*** Begin section ***
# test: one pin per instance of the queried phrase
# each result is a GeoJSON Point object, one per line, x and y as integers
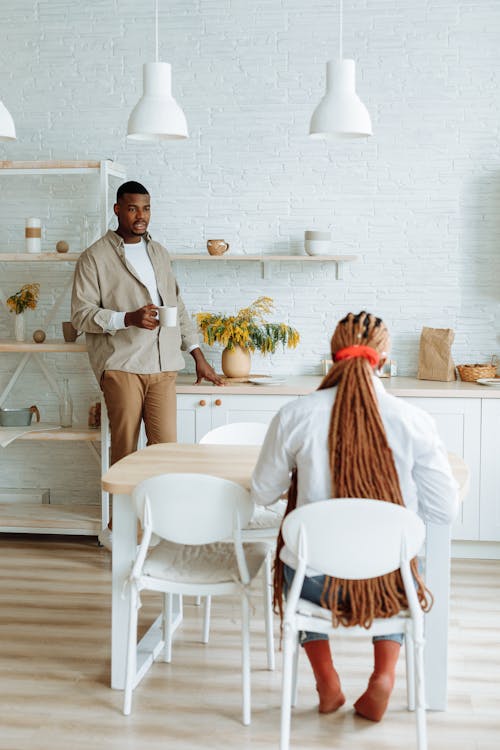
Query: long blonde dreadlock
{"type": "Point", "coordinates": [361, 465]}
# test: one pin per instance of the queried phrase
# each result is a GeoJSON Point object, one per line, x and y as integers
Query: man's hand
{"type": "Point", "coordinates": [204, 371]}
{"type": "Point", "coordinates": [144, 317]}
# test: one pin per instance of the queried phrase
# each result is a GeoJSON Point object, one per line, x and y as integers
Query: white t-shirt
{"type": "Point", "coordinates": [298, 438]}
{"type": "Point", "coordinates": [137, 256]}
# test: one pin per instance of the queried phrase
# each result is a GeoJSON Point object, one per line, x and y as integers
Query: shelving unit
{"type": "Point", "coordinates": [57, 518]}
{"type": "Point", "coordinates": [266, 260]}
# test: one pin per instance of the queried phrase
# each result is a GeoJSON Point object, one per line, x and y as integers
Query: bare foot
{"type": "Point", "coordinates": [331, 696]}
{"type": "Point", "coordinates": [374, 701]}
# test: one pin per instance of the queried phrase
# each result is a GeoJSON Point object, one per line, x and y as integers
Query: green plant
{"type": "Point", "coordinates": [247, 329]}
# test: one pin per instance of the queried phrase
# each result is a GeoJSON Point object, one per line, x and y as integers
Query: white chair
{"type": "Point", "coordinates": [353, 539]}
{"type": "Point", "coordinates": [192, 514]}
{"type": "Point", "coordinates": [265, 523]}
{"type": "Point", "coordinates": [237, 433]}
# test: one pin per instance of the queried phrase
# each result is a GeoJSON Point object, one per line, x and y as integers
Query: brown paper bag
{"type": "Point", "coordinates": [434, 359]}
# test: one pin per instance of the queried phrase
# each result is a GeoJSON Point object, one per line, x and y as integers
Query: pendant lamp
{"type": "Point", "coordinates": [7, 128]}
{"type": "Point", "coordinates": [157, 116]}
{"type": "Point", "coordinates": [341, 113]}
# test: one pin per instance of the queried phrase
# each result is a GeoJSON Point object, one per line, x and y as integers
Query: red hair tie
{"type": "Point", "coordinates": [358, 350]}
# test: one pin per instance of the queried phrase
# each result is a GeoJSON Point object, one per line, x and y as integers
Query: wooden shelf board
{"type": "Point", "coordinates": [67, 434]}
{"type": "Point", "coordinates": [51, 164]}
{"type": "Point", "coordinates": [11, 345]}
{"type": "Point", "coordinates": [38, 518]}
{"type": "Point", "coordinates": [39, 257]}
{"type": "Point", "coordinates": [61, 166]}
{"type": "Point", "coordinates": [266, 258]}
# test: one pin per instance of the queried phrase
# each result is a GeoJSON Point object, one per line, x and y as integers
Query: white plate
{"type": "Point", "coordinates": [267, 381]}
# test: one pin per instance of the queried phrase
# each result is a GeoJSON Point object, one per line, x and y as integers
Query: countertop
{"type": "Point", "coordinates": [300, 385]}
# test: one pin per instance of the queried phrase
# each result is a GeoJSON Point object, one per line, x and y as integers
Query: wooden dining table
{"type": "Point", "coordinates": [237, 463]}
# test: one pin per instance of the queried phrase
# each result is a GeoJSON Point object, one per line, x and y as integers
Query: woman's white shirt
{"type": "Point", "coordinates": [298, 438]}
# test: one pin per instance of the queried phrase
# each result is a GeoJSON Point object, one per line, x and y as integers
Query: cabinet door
*** End section ***
- **EXERCISE**: Write out the records above once more, word for word, with no pictures.

- **TASK OUTPUT**:
# test: one pin per instance of the queried phrase
# each result is a GeoJSON Point object, one per line, x and y as integers
Query: long blonde dreadlock
{"type": "Point", "coordinates": [361, 465]}
# test: one pin per instance of the queried phrase
# each result is a GeoJSON Point object, one per line, x and y as integers
Query: man's hand
{"type": "Point", "coordinates": [204, 371]}
{"type": "Point", "coordinates": [144, 317]}
# test: one pin per instance of the queried phrase
# each result is a GeoJSON Point object, one per line, x and y as integers
Query: white t-shirt
{"type": "Point", "coordinates": [298, 438]}
{"type": "Point", "coordinates": [137, 256]}
# test: one pin per instance of the queried phrase
# each result is a GeoJSON Point object, one per line, x and y as integers
Query: shelving unit
{"type": "Point", "coordinates": [57, 518]}
{"type": "Point", "coordinates": [266, 260]}
# test: one pin per instance of the queried phrase
# each result is a GeoJSON Point object, one per line, x and y as integers
Query: bare foot
{"type": "Point", "coordinates": [331, 696]}
{"type": "Point", "coordinates": [374, 701]}
# test: one pin per instance of the queried phrase
# each result is a GeoJSON Point object, one per line, x and y as integers
Query: green plant
{"type": "Point", "coordinates": [247, 329]}
# test: one pin per instance of the queried phrase
# each result is a GeoJSON Point object, one per line, x and y as integers
Query: white chair
{"type": "Point", "coordinates": [353, 539]}
{"type": "Point", "coordinates": [192, 514]}
{"type": "Point", "coordinates": [265, 523]}
{"type": "Point", "coordinates": [237, 433]}
# test: one pin per instance of the queried phrase
# each result is a GeoJSON Point object, one per line, x and y as integers
Query: brown paper bag
{"type": "Point", "coordinates": [434, 359]}
# test: one pin per instance of the queried phrase
# each result is a GeoJSON Point object, one per line, x and y as integers
Query: pendant lamp
{"type": "Point", "coordinates": [7, 128]}
{"type": "Point", "coordinates": [157, 116]}
{"type": "Point", "coordinates": [341, 113]}
# test: one pin per instance of the queried phrase
# each result is a GeoJSON Point object, one per line, x and y as integers
Query: red hair tie
{"type": "Point", "coordinates": [358, 350]}
# test: one pin per instance of the queried phrase
# each result is a GeoJSON Point object, one per line, x and y as integers
Query: wooden shelf board
{"type": "Point", "coordinates": [67, 434]}
{"type": "Point", "coordinates": [51, 164]}
{"type": "Point", "coordinates": [11, 345]}
{"type": "Point", "coordinates": [38, 518]}
{"type": "Point", "coordinates": [39, 257]}
{"type": "Point", "coordinates": [61, 166]}
{"type": "Point", "coordinates": [266, 258]}
# test: one pin per instance of the queried phrase
# each result is a GeoJSON Point object, one per line, x and y as integers
Query: white plate
{"type": "Point", "coordinates": [267, 381]}
# test: one pin per instance of the queried phrase
# each result is a GeoJSON Point object, one per line, x and y as integers
Query: countertop
{"type": "Point", "coordinates": [300, 385]}
# test: one pin per instance of the queried phrase
# each result is a GeoJSON Point object, one per line, x and y as integers
Query: wooden dining table
{"type": "Point", "coordinates": [237, 463]}
# test: one pin per instance of the queried phrase
# each result is a GeoJSON Point object, one per line, x and y as integers
Query: woman's white shirt
{"type": "Point", "coordinates": [298, 438]}
# test: one pin per instance of the queried phrase
# each result is a GeoJSON Point object, one per line, x and y as integers
Query: cabinet door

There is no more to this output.